COPENHAGEN, Denmark — A ferry with some 300 people on board was stranded in the Baltic Sea on Tuesday after the ship’s engine failed and sent smoke pouring from the engine room, the Danish operator said.
The Regina Seaways was in international waters off Kalingrad, Russia’s Baltic Sea exclave between Poland and Lithuania when the breakdown occurred, Copenhagen-based DFDS Seaways said, adding that the smoke triggered the ship’s fire extinguisher system in the engine room.
Passengers assembled at muster stations in preparation for a possible evacuation, but the situation was under control and an evacuation wasn’t immediately necessary, DFDS spokesman Gert Jakobsen told The Associated Press. There were no reports of injuries.
“We are talking about a malfunction in the engine room that caused a lot of smoke,” Jakobsen said. “Right now we are inspecting the engine room to find out whether the ship can sail on its own or needs to be tugged.”
The ferry, which also had cars and trucks on board, was traveling from Kiel, Germany, to Klaipeda, Lithuania’s port city north of Kaliningrad. The crossing normally takes about 20 hours.
------------
** AIM **
Render this sentence from the report on the stranded Baltic ferry into Spanish: "The ferry, which also had cars and trucks on board, was traveling from Kiel, Germany, to Klaipeda, Lithuania’s port city north of Kaliningrad."

** DATA EXCERPT **
------------
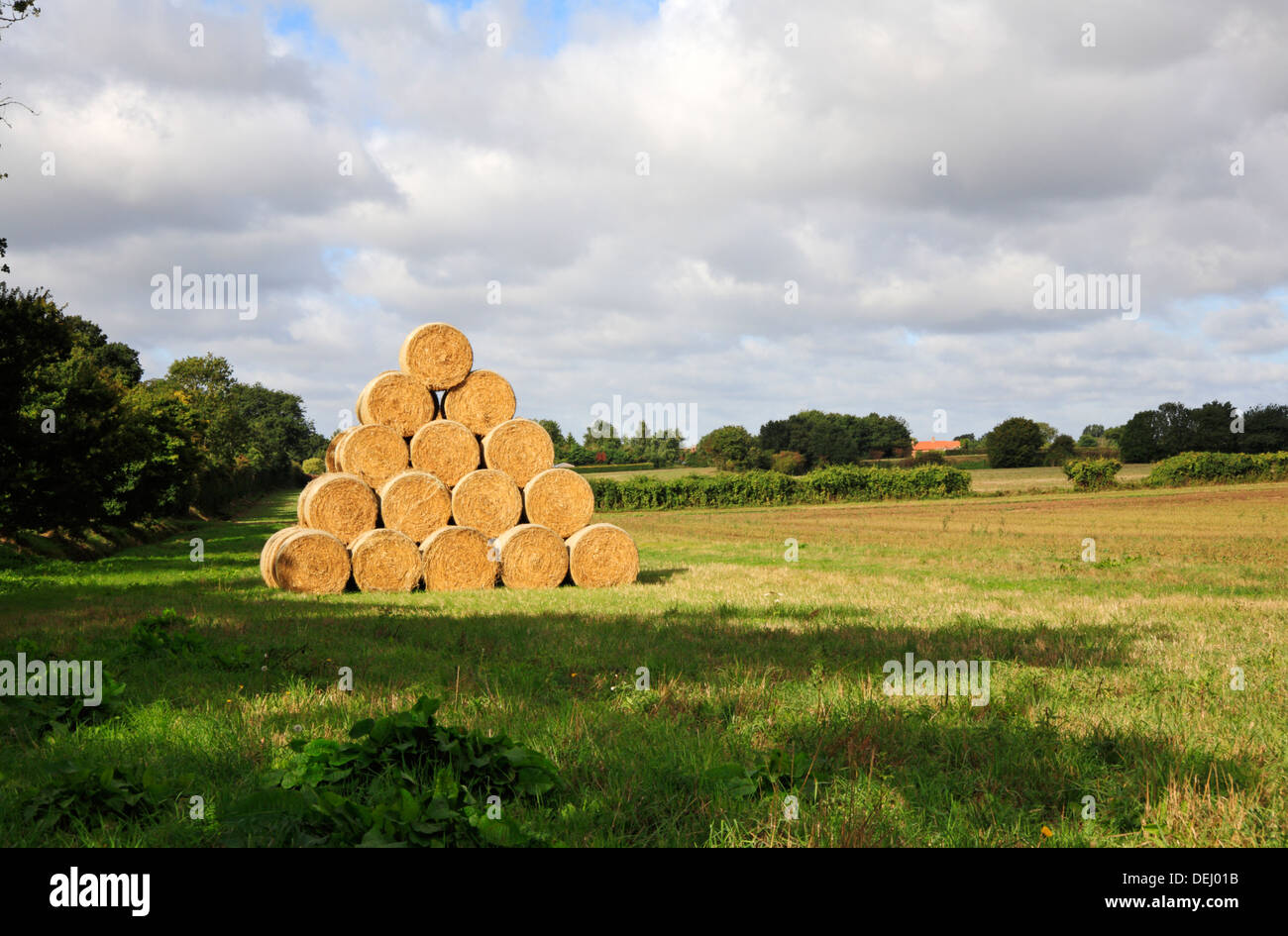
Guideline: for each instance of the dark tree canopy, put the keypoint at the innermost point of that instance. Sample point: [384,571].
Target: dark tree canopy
[1016,443]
------------
** RESPONSE **
El ferry, que también llevaba automóviles y camiones a bordo, viajaba desde Kiel, Alemania, hasta Klaipeda, la ciudad portuaria de Lituania al norte de Kaliningrado.